DOCUMENT EXTRACT:
----

MFCS Conference 2025 Conference Paper

Solving Partial Dominating Set and Related Problems Using Twin-Width

  • Jakub Balabán
  • Daniel Mock
  • Peter Rossmanith

Partial vertex cover and partial dominating set are two well-investigated optimization problems. While they are W[1]-hard on general graphs, they have been shown to be fixed-parameter tractable on many sparse graph classes, including nowhere-dense classes. In this paper, we demonstrate that these problems are also fixed-parameter tractable with respect to the twin-width of a graph. Indeed, we establish a more general result: every graph property that can be expressed by a logical formula of the form ϕ≡∃ x₁⋯ ∃ x_k ∑_{α ∈ I} #y ψ_α(x₁, …, x_k, y) ≥ t, where ψ_α is a quantifier-free formula for each α ∈ I, t is an arbitrary number, and #y is a counting quantifier, can be evaluated in time f(d, k)n, where n is the number of vertices and d is the width of a contraction sequence that is part of the input. In addition to the aforementioned problems, this includes also connected partial dominating set and independent partial dominating set.

----

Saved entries

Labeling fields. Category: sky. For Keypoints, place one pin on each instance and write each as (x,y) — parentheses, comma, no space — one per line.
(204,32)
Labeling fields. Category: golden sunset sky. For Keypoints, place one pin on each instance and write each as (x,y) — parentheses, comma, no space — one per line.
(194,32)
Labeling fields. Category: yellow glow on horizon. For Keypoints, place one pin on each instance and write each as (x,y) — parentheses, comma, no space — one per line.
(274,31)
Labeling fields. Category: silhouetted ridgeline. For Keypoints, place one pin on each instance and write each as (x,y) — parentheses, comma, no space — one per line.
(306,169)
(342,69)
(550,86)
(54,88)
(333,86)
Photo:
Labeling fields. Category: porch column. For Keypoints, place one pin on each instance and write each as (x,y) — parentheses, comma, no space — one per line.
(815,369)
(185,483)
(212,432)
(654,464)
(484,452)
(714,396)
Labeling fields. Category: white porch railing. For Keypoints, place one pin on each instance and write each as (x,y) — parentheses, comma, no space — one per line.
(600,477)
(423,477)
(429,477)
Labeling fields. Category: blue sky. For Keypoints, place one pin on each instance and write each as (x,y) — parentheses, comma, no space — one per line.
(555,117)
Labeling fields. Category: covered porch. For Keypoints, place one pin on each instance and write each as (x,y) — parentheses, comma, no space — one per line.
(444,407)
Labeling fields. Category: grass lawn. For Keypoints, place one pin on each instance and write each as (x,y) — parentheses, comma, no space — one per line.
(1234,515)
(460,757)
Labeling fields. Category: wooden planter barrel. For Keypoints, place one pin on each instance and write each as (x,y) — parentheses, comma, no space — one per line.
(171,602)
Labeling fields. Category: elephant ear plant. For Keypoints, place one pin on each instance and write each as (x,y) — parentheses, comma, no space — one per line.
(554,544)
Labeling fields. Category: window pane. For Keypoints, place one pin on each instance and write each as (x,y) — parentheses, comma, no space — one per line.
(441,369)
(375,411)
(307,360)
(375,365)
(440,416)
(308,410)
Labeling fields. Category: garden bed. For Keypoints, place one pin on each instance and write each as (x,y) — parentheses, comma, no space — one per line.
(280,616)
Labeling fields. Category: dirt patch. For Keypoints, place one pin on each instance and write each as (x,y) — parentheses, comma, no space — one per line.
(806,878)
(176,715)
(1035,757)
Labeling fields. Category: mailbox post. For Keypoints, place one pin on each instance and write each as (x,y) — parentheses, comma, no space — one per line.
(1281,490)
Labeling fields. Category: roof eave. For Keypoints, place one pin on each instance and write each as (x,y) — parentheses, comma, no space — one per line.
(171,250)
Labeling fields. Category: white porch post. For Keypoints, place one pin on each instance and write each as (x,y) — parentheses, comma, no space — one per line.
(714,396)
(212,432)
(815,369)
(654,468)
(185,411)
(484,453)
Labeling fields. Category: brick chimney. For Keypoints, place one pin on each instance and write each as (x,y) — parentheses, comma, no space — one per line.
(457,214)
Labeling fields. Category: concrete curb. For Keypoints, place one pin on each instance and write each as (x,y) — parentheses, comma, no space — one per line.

----

TASK 1: Decide whether each statement agrees with the abstract, answering yes or no and quoting the deciding words: (a) partial vertex cover and partial dominating set are W[1]-hard on general graphs; (b) the running time bound is stated in terms of the number of edges; (c) the contraction sequence is supplied as part of the input.
TASK 2: Please list every optimization problem named in the abstract.
TASK 3: According to the abstract, why are partial vertex cover and partial dominating set fixed-parameter tractable with respect to twin-width?
Rely only on the abstract for your answers.

FINAL ANSWER 1:
(a) Yes: "While they are W[1]-hard on general graphs"
(b) No: "where n is the number of vertices"
(c) Yes: "a contraction sequence that is part of the input"

FINAL ANSWER 2: Partial vertex cover, partial dominating set, connected partial dominating set, independent partial dominating set

FINAL ANSWER 3: The authors prove a more general result. Every graph property that can be expressed by a formula of the stated form with a counting quantifier can be evaluated in time f(d, k)n, given a contraction sequence of width d. Partial vertex cover and partial dominating set are among the problems this result covers.